__Task to complete__
Every entry below is to be copied exactly, with nothing omitted.
** Opening Data for review block **
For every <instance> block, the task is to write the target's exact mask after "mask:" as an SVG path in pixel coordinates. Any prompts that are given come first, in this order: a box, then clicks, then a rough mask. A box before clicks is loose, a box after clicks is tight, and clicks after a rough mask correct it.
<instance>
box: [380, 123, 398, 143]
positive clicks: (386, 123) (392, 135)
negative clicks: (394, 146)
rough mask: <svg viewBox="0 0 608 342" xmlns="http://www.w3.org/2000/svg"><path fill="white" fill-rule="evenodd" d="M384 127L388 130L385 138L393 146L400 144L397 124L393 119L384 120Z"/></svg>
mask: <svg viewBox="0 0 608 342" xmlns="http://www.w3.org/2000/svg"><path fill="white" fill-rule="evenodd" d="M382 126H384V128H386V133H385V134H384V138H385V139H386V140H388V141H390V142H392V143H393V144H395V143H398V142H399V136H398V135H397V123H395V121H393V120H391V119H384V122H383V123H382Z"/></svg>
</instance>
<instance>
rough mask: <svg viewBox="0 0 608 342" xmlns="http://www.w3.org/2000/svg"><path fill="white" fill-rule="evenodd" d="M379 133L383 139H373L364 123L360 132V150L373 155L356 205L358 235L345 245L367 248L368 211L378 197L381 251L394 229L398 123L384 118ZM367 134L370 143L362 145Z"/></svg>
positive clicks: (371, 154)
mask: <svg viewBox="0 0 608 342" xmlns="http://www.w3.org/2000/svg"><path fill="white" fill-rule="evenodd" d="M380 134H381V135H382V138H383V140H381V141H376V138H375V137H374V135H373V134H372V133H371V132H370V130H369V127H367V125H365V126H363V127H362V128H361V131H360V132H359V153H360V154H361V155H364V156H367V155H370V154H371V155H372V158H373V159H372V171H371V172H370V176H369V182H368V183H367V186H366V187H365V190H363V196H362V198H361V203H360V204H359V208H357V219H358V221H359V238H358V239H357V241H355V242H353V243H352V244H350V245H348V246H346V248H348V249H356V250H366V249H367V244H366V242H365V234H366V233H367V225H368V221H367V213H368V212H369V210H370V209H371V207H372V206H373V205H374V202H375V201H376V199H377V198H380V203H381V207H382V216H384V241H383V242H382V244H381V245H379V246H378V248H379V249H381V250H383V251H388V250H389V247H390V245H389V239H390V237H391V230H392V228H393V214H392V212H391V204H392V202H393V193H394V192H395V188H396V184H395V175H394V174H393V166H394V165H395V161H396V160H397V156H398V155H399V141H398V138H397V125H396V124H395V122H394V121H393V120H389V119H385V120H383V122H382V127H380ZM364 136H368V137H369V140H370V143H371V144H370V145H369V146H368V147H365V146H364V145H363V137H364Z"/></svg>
** Closing Data for review block **
__Solution__
For every <instance> block, the task is to write the target's exact mask after "mask:" as an SVG path in pixel coordinates. Any prompts that are given come first, in this order: a box, then clicks, then a rough mask. A box before clicks is loose, a box after clicks is tight, and clicks after a rough mask correct it.
<instance>
box: [380, 123, 398, 143]
positive clicks: (386, 123) (392, 135)
negative clicks: (394, 146)
rough mask: <svg viewBox="0 0 608 342" xmlns="http://www.w3.org/2000/svg"><path fill="white" fill-rule="evenodd" d="M384 127L388 130L385 138L393 146L400 144L397 124L393 119L384 120Z"/></svg>
mask: <svg viewBox="0 0 608 342" xmlns="http://www.w3.org/2000/svg"><path fill="white" fill-rule="evenodd" d="M382 126H384V128H386V133H385V134H384V138H385V139H386V140H388V141H390V142H392V143H393V144H395V143H398V142H399V136H398V135H397V123H395V121H393V120H391V119H384V122H383V123H382Z"/></svg>
</instance>
<instance>
rough mask: <svg viewBox="0 0 608 342" xmlns="http://www.w3.org/2000/svg"><path fill="white" fill-rule="evenodd" d="M379 133L383 139H373L364 123L360 132V150L373 155L356 205L358 235L345 245L367 248L368 211L378 197L381 251L394 229L398 123L384 118ZM367 134L370 143L362 145Z"/></svg>
positive clicks: (371, 154)
mask: <svg viewBox="0 0 608 342" xmlns="http://www.w3.org/2000/svg"><path fill="white" fill-rule="evenodd" d="M380 134H381V135H382V138H383V140H381V141H376V138H375V137H374V135H373V134H372V133H371V132H370V130H369V127H367V125H365V126H363V127H362V128H361V131H360V132H359V153H360V154H361V155H364V156H367V155H370V154H371V155H372V158H373V159H372V171H371V172H370V176H369V182H368V183H367V186H366V187H365V190H363V196H362V198H361V203H360V204H359V208H357V219H358V221H359V238H358V239H357V241H355V242H353V243H352V244H350V245H348V246H346V248H348V249H356V250H366V249H367V244H366V242H365V234H366V233H367V225H368V221H367V213H368V212H369V210H370V209H371V207H372V206H373V205H374V202H375V201H376V199H377V198H380V203H381V207H382V216H384V241H383V242H382V244H381V245H379V246H378V248H379V249H381V250H383V251H388V250H389V247H390V245H389V239H390V237H391V230H392V228H393V214H392V212H391V204H392V202H393V193H394V192H395V188H396V184H395V175H394V174H393V166H394V165H395V161H396V160H397V156H398V155H399V141H398V138H397V125H396V124H395V122H394V121H393V120H389V119H385V120H383V122H382V127H380ZM364 136H368V137H369V140H370V143H371V144H370V145H369V146H368V147H365V146H364V145H363V137H364Z"/></svg>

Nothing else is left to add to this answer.